* WORK ITEM
Your task is to filter the entries and copy every line containing the string "Provide".

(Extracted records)
^^^^^^^^^^^^^^^^

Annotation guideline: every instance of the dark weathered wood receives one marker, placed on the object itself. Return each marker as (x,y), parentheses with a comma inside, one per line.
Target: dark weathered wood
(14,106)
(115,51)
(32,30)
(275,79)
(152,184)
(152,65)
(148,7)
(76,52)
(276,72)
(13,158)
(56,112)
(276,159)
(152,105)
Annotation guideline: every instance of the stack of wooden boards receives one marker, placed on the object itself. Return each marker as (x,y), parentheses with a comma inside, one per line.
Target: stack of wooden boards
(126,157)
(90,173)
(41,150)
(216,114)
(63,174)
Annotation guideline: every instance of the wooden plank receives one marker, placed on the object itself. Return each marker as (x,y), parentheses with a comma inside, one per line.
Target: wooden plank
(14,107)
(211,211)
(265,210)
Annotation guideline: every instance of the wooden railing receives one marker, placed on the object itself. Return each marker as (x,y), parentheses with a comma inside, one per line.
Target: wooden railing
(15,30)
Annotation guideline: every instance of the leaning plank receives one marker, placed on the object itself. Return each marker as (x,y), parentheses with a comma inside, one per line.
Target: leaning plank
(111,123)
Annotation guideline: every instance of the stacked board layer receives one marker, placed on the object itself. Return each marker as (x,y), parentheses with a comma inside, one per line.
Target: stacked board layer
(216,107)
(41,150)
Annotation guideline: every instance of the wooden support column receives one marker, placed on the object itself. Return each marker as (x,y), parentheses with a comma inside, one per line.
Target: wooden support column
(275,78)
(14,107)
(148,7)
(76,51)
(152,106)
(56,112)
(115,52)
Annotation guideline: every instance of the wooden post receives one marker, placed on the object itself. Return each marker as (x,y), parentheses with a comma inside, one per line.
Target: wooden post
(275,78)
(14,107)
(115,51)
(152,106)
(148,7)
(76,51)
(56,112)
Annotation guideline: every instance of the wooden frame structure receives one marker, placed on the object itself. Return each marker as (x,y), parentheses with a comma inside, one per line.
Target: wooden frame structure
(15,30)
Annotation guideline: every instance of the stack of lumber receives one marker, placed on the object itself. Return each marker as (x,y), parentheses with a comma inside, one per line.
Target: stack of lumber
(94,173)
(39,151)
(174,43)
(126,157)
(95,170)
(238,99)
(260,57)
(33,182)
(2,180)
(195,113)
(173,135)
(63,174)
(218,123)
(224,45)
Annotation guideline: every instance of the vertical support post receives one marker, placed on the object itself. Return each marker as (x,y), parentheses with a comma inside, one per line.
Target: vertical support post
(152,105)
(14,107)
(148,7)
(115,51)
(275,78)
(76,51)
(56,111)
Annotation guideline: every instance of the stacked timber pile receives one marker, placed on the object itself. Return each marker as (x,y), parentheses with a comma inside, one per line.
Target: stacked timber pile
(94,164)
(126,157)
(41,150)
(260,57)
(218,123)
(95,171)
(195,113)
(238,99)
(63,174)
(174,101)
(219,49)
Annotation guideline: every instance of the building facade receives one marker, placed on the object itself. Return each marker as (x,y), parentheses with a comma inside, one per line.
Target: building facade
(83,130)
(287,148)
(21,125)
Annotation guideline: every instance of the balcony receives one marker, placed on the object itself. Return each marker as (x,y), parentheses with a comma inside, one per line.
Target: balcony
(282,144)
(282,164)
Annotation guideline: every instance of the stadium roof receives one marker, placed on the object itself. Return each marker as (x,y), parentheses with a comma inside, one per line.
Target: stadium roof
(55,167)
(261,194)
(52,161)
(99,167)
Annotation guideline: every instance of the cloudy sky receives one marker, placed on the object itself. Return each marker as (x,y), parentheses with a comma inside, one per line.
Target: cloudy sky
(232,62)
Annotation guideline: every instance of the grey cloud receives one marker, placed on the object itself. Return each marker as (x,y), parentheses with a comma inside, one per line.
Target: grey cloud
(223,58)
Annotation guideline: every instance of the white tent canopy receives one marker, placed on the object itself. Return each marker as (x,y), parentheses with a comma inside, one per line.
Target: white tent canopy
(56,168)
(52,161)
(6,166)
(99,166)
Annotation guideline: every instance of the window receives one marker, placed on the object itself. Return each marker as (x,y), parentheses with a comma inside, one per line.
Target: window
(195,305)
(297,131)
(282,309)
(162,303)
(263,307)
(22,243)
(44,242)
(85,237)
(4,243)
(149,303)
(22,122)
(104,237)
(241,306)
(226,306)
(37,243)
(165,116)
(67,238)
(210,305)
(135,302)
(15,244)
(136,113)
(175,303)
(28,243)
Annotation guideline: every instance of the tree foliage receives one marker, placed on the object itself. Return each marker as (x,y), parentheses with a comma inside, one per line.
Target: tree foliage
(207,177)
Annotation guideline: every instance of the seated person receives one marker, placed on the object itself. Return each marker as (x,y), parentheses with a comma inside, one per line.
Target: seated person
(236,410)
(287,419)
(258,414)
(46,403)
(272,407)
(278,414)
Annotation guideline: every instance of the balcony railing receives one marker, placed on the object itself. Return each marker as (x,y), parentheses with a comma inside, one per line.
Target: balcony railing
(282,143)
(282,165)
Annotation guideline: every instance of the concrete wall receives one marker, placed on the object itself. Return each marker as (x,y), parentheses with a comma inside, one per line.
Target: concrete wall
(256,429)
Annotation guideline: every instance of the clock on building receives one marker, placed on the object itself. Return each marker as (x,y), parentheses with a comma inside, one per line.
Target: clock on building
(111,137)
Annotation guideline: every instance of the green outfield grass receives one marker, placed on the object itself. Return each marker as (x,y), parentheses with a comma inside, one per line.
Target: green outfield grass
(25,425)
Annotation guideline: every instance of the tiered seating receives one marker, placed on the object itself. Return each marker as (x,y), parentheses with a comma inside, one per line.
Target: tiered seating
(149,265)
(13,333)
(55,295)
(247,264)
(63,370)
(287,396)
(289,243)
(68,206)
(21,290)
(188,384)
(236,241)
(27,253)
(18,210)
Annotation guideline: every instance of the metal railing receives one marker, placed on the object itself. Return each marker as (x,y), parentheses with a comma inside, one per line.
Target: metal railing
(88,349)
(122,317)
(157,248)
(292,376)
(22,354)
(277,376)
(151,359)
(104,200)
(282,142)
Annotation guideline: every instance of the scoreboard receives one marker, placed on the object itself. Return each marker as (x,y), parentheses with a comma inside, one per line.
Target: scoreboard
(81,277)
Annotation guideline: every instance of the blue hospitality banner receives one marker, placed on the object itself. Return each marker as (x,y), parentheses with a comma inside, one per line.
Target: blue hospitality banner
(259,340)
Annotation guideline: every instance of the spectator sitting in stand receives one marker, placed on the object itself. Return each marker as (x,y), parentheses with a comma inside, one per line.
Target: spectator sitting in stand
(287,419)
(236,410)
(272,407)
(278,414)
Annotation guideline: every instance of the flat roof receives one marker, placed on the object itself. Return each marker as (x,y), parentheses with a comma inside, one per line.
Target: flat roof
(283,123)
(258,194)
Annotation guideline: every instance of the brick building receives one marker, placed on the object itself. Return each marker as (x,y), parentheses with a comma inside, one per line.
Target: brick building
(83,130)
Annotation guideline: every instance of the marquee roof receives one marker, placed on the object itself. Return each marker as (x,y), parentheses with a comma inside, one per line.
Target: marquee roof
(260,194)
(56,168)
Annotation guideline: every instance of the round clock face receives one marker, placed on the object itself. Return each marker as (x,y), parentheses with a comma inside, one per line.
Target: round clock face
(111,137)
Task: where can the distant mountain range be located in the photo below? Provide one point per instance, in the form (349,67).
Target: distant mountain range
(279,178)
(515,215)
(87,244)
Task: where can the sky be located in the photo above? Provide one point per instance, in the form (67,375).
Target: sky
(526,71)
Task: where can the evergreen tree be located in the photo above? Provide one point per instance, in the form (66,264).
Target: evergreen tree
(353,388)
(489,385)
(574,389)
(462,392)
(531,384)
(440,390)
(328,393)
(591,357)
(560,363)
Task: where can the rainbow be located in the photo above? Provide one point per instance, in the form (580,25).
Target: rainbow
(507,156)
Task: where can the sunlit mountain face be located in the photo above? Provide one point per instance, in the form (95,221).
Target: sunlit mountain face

^^^^^^^^^^^^^^^^

* FINISHED TASK
Task: where can the distant mountain range be located in the photo below? Provide one point per instance, in the form (349,67).
Task: where can the sky be located in the photo above? Provide one point per instance, in the form (67,375).
Task: where can the evergreen tree be located in the photo above? Provide one point per instance, in the form (66,264).
Task: where can the rainbow be located in the photo above? Provide one point per instance, in the form (580,25).
Task: where can the sunlit mountain face be located in the photo above? Provide one point per instance, in the form (95,221).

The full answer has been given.